** start of LISTING **

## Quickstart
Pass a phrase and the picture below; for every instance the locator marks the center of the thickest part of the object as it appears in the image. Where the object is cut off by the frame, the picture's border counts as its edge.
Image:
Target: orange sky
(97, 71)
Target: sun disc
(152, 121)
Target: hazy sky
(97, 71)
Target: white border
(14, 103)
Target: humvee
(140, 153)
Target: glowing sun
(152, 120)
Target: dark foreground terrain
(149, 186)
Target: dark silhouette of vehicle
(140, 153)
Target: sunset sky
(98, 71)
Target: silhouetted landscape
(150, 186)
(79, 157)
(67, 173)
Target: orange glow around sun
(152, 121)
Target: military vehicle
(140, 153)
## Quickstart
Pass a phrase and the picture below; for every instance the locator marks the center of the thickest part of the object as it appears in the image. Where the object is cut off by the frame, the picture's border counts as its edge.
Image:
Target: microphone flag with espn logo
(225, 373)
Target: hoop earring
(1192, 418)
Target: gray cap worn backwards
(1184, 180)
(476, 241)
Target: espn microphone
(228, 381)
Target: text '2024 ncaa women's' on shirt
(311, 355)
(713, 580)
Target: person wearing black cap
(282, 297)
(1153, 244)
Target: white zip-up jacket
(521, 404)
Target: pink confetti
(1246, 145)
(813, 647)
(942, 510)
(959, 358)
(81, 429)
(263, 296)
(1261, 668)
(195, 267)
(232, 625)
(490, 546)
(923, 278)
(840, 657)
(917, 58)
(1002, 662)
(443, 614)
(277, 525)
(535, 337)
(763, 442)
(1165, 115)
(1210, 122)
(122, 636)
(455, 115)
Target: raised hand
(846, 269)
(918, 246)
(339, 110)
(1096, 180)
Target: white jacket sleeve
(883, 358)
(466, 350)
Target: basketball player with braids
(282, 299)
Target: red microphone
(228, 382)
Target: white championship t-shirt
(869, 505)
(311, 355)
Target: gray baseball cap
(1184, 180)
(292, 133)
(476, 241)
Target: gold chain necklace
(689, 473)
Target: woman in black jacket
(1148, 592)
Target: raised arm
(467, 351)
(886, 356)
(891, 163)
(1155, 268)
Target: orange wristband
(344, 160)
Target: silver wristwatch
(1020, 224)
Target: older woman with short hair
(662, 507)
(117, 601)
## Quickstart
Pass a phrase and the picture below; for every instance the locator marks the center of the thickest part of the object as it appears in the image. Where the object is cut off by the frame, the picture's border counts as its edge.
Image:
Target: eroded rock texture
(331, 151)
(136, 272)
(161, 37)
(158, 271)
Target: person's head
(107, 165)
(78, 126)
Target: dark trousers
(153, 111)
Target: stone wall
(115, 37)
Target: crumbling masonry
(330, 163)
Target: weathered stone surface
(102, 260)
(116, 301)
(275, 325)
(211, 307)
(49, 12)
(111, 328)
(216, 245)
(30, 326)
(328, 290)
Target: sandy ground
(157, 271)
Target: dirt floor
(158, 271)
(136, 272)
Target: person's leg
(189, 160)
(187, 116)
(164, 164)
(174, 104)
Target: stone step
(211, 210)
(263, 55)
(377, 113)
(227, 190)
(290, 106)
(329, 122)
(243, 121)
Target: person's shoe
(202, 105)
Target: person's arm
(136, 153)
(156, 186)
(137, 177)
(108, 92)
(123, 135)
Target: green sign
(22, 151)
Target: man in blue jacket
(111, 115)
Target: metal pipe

** end of LISTING **

_WRITTEN TASK_
Reproduce the full listing above, character for character.

_RESPONSE TO THIS EXERCISE_
## Quickstart
Pass a phrase and the picture below; for every instance the locator marks the center of the thickest part of the object as it appears in the image. Where the object is cut off by the frame, the picture's border counts as its edge.
Image:
Target: orange sky
(97, 71)
Target: sun disc
(152, 121)
Target: hazy sky
(97, 71)
Target: white border
(14, 103)
Target: humvee
(140, 153)
Target: glowing sun
(152, 120)
Target: dark foreground terrain
(149, 186)
Target: dark silhouette of vehicle
(140, 153)
Target: sunset sky
(98, 71)
Target: silhouetted landscape
(150, 186)
(79, 157)
(67, 173)
Target: orange glow around sun
(152, 121)
Target: military vehicle
(140, 153)
## Quickstart
Pass a phrase and the picture below; for every instance the locator marks the center of the thickest part of the object as it appears in the image. Where the object is cut off by the frame, the picture's border counts as its edge.
Image:
Target: microphone flag with espn logo
(225, 373)
Target: hoop earring
(1192, 418)
Target: gray cap worn backwards
(1184, 180)
(476, 241)
Target: espn microphone
(228, 381)
Target: text '2024 ncaa women's' on shirt
(311, 355)
(713, 580)
Target: person wearing black cap
(282, 297)
(1153, 244)
Target: white zip-up jacket
(521, 404)
Target: pink confetti
(1246, 145)
(813, 647)
(942, 510)
(959, 358)
(81, 429)
(263, 296)
(1261, 668)
(195, 267)
(232, 625)
(490, 546)
(923, 278)
(840, 657)
(917, 58)
(1002, 662)
(443, 614)
(277, 525)
(535, 337)
(763, 442)
(1165, 115)
(1210, 122)
(122, 636)
(455, 115)
Target: raised hand
(846, 269)
(918, 246)
(339, 110)
(1096, 180)
Target: white jacket sleeve
(883, 358)
(466, 350)
Target: basketball player with braids
(282, 299)
Target: red microphone
(228, 382)
Target: white championship t-shirt
(869, 505)
(311, 355)
Target: gray baseball cap
(1184, 180)
(292, 133)
(476, 241)
Target: gold chain necklace
(689, 473)
Target: woman in black jacket
(1148, 592)
Target: raised arm
(467, 351)
(886, 356)
(891, 163)
(1155, 268)
Target: orange wristband
(344, 160)
Target: silver wristwatch
(1020, 224)
Target: older woman with short hair
(662, 507)
(117, 601)
## Quickstart
Pass a phrase and the picture below; for every instance the locator marks the center of the thickest part of the object as it appears in the image. Where the object is cut off by the frame, the picture's border counts as its edge.
Image:
Target: eroded rock texture
(331, 151)
(136, 272)
(161, 37)
(158, 271)
Target: person's head
(107, 165)
(78, 126)
Target: dark trousers
(153, 111)
Target: stone wall
(115, 37)
Target: crumbling masonry
(330, 163)
Target: weathered stone surface
(102, 260)
(116, 301)
(275, 325)
(211, 307)
(49, 12)
(111, 328)
(216, 245)
(30, 326)
(328, 290)
Target: sandy ground
(157, 271)
Target: dirt floor
(158, 271)
(136, 272)
Target: person's leg
(189, 160)
(187, 116)
(164, 164)
(174, 104)
Target: stone step
(211, 210)
(263, 55)
(377, 113)
(227, 190)
(290, 106)
(329, 122)
(243, 121)
Target: person's shoe
(202, 105)
Target: person's arm
(136, 153)
(156, 186)
(137, 177)
(108, 92)
(123, 135)
Target: green sign
(22, 151)
Target: man in blue jacket
(111, 115)
Target: metal pipe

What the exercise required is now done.